*WHAT YOU SHOULD DO*
Make an exact copy of the lines, leaving the pictures out.

Saved entries
──────────
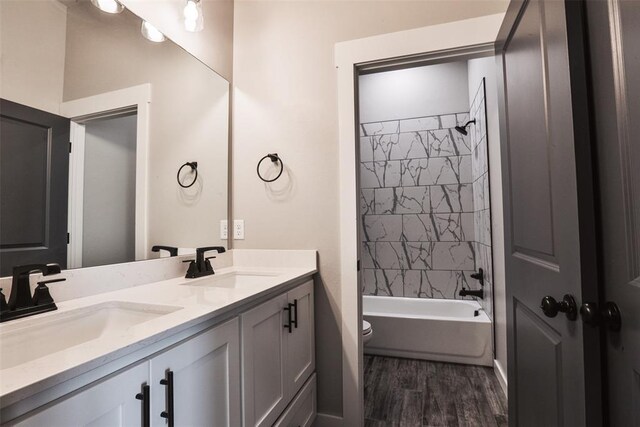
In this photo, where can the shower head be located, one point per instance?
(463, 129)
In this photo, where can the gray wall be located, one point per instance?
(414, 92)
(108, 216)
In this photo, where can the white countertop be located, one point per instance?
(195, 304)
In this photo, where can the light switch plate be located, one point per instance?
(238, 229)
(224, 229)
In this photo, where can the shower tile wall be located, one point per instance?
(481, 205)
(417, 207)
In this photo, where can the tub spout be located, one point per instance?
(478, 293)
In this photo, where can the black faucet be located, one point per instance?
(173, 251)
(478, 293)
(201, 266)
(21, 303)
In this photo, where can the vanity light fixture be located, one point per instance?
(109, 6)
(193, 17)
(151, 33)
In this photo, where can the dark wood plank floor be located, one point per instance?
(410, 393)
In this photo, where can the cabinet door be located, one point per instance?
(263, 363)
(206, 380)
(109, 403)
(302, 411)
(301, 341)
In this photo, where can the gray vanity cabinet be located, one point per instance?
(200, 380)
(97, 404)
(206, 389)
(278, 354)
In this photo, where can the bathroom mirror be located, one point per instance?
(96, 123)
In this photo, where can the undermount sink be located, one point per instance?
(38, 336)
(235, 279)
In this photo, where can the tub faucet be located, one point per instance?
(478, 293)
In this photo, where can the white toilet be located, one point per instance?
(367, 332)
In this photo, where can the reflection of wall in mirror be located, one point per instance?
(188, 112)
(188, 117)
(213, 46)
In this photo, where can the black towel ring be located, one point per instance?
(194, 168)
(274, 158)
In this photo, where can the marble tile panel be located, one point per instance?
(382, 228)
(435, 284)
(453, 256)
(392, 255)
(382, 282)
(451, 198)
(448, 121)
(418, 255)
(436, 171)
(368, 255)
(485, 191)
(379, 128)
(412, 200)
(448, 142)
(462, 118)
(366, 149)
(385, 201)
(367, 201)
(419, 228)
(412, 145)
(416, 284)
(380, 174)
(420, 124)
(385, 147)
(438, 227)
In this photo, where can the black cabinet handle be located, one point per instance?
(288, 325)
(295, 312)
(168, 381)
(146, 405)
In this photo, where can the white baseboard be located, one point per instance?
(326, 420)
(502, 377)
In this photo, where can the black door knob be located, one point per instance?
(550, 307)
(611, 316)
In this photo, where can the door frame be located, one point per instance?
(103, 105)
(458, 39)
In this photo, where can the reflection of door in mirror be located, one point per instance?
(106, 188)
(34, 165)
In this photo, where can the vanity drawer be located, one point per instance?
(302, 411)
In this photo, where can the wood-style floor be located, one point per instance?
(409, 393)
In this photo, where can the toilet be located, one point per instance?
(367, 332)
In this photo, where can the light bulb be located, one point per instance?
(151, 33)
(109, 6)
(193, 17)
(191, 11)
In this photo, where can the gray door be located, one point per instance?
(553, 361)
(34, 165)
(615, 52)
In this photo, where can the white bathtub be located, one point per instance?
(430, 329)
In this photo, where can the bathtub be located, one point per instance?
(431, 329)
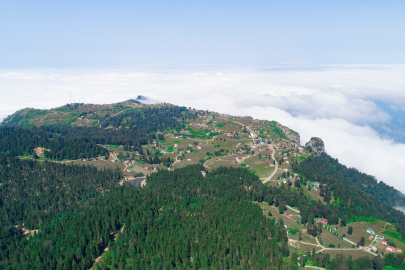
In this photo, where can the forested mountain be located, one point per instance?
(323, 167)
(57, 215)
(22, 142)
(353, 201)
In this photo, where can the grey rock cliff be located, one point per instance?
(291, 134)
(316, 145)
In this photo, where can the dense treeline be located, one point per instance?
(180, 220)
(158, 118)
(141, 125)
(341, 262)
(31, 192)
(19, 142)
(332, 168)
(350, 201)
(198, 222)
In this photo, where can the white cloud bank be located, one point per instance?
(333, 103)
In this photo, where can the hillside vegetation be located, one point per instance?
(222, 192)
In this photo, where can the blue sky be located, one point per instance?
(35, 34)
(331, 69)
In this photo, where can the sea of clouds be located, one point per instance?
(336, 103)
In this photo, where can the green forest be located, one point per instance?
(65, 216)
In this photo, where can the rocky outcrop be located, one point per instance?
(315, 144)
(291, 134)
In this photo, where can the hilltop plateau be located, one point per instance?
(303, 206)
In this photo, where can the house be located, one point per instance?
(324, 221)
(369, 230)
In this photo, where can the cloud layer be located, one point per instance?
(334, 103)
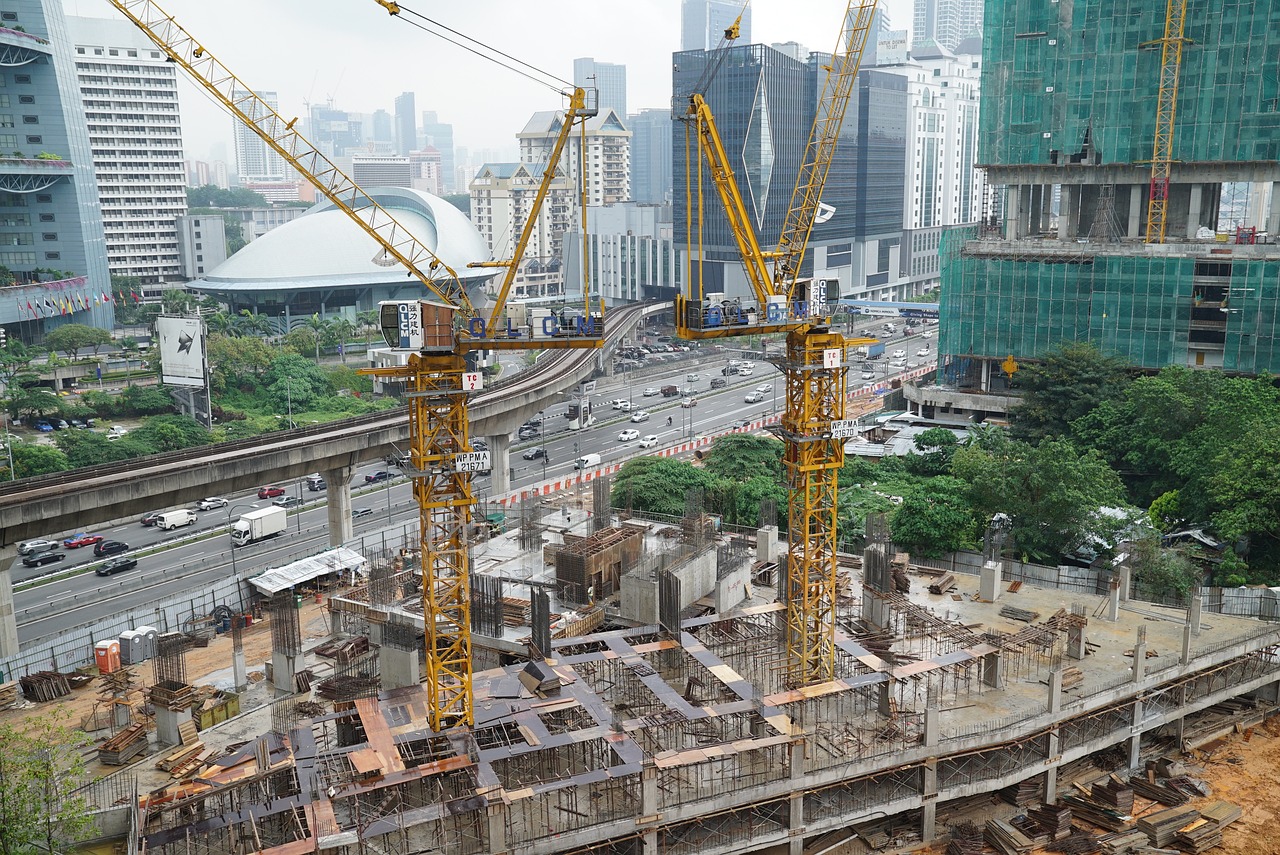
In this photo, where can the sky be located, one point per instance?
──────────
*ANSWER TO THE EXERCISE*
In this photo, where can the shower head be located, one point per instance?
(463, 129)
In this photo, where can the gray wall be located, one point per instance?
(414, 92)
(108, 216)
In this photo, where can the white countertop be located, one point per instance?
(195, 304)
In this photo, where can the light switch plate be located, one point per instance?
(238, 229)
(224, 229)
In this photo, where can the shower tile wall be located, one point per instance?
(481, 205)
(417, 207)
In this photo, where can the tub spout be located, one point per instance?
(478, 293)
In this photo, where can the black faucet be located, one point per instance?
(173, 251)
(478, 293)
(201, 266)
(21, 303)
In this photo, where can the vanity light fixture be located, one point per instance?
(109, 6)
(193, 17)
(151, 33)
In this photo, where can the dark wood plank floor be located, one point per instance?
(410, 393)
In this photo, where can the cabinet door be located, one point per instance?
(263, 363)
(206, 380)
(109, 403)
(302, 411)
(301, 341)
In this photo, where can the gray vanity cabinet be located, one point per instance?
(200, 380)
(97, 404)
(206, 389)
(278, 354)
In this photo, where can the bathroom mirror be located, one point per instance?
(96, 123)
In this photo, where can the undermount sink be located, one point per instance?
(38, 336)
(235, 279)
In this photo, where can the tub faucet be located, one point per instance?
(478, 293)
In this photo, where can the white toilet be located, one point per instance?
(367, 332)
In this photo, where can the reflection of wall in mirror be located, one point per instance?
(188, 112)
(188, 117)
(213, 46)
In this photo, where can the black towel ring be located, one point per instance?
(194, 168)
(274, 158)
In this photo, where can the marble tile panel be located, one point per instance?
(382, 228)
(435, 284)
(453, 256)
(392, 255)
(382, 282)
(451, 198)
(448, 121)
(418, 255)
(436, 171)
(368, 255)
(485, 191)
(379, 128)
(412, 200)
(448, 142)
(462, 118)
(366, 149)
(385, 201)
(367, 201)
(419, 228)
(412, 145)
(416, 284)
(380, 174)
(420, 124)
(385, 147)
(438, 227)
In this photo, where can the black cabinet handle be located, one point per instance?
(288, 325)
(295, 312)
(168, 381)
(146, 405)
In this photo, where can the white baseboard be located, one point per instance?
(326, 420)
(502, 377)
In this photo, where can the black door knob be located, one point per instance?
(550, 307)
(611, 316)
In this photo, where can the door frame be located, one point per instance?
(103, 105)
(458, 39)
In this photo, where can the reflection of door in mirror be located, one point per instance?
(106, 188)
(34, 165)
In this photo, where can the vanity drawer be located, one point per instance?
(302, 411)
In this photo, where can the wood-style floor be located, one point per instance?
(409, 393)
In this photo, where can the toilet be located, one point per instance?
(367, 332)
In this photo, where can the light bulb be located, one point per instance?
(151, 33)
(109, 6)
(193, 17)
(191, 11)
In this photo, where can the gray door be located, one point per instance?
(553, 361)
(34, 165)
(615, 52)
In this photo, where can the white bathtub be located, one point per instance?
(430, 329)
In this photo, where can the bathtub be located, one point per instance?
(431, 329)
In this photo, where can the forested mountain be located, one point per instance?
(323, 167)
(57, 215)
(22, 142)
(353, 201)
In this photo, where can the grey rock cliff be located, one point per instance?
(291, 134)
(316, 145)
In this photo, where can the dense treeline be located, one point per instance?
(180, 220)
(158, 118)
(141, 125)
(341, 262)
(31, 192)
(19, 142)
(332, 168)
(350, 201)
(198, 222)
In this photo, where can the white cloud bank be located, one point per instance?
(333, 103)
In this photo, where can the hillside vegetation be located, one point per instance?
(222, 192)
In this photo, where can the blue sky be located, one point per instance?
(35, 34)
(331, 69)
In this photo, where can the sea of clouds be located, one point per instance?
(336, 103)
In this photo, where can the green forest be located, one point per instance?
(65, 216)
In this photo, where can the rocky outcrop be located, one point per instance?
(315, 144)
(291, 134)
In this photo, where can the hilltop plateau be located, one point per instance?
(303, 206)
In this photo, where can the house be located, one point per instance?
(324, 221)
(369, 230)
In this photo, where can the cloud layer be located, one point per instance?
(334, 103)
In this photo, where can the sky be located, one point per instance?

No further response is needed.